● Dataset excerpts:
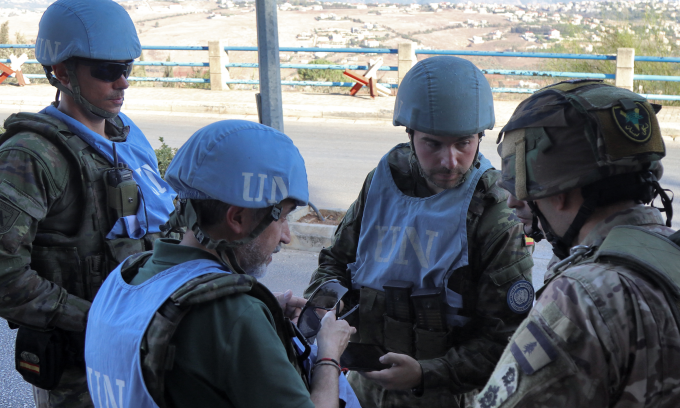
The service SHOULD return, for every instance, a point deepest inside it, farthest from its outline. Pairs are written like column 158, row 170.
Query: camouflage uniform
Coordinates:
column 53, row 255
column 604, row 331
column 606, row 335
column 497, row 260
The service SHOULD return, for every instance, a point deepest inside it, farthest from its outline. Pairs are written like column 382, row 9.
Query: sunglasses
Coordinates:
column 325, row 297
column 107, row 71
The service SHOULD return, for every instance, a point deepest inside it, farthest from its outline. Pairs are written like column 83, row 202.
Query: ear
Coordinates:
column 59, row 71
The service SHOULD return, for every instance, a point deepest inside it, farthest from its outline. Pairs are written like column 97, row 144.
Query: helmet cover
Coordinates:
column 444, row 96
column 94, row 29
column 575, row 133
column 241, row 163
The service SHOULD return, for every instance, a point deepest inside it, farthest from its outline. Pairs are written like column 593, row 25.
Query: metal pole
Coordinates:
column 268, row 57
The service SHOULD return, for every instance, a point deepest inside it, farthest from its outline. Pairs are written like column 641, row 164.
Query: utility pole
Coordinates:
column 271, row 103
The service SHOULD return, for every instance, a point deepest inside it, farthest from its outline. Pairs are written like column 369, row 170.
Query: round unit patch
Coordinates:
column 521, row 296
column 635, row 123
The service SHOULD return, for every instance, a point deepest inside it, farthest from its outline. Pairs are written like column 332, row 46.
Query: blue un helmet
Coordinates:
column 444, row 96
column 88, row 30
column 239, row 163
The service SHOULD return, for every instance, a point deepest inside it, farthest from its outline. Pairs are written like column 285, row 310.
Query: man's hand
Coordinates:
column 291, row 305
column 404, row 374
column 333, row 336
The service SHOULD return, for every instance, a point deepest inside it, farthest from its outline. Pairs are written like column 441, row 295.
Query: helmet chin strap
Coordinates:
column 562, row 244
column 74, row 92
column 536, row 233
column 187, row 215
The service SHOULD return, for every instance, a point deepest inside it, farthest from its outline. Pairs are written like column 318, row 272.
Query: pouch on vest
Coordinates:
column 121, row 190
column 371, row 311
column 398, row 330
column 432, row 344
column 39, row 356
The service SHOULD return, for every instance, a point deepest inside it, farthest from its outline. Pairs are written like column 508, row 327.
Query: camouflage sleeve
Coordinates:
column 31, row 185
column 565, row 352
column 333, row 260
column 498, row 259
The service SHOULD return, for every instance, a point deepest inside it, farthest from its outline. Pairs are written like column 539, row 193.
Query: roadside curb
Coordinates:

● Written request: Copy out everything from the line containing "382, row 9." down to the line containing "column 241, row 163", including both of those lines, without changing anything.

● Reply to the task:
The service SHOULD return, for every instance, a point deepest inside it, farthest from its outline. Pairs are written like column 382, row 9.
Query: sunglasses
Coordinates:
column 325, row 297
column 107, row 71
The service SHOULD return, for every instance, a point deepest inside it, farthest from its outline. Pairs are written like column 83, row 202.
Query: ear
Coordinates:
column 59, row 71
The service SHOULD return, for every instance, a point deepest inside it, farthest from its outline. Pairs are written like column 97, row 144.
Query: helmet cover
Coordinates:
column 444, row 96
column 94, row 29
column 575, row 133
column 241, row 163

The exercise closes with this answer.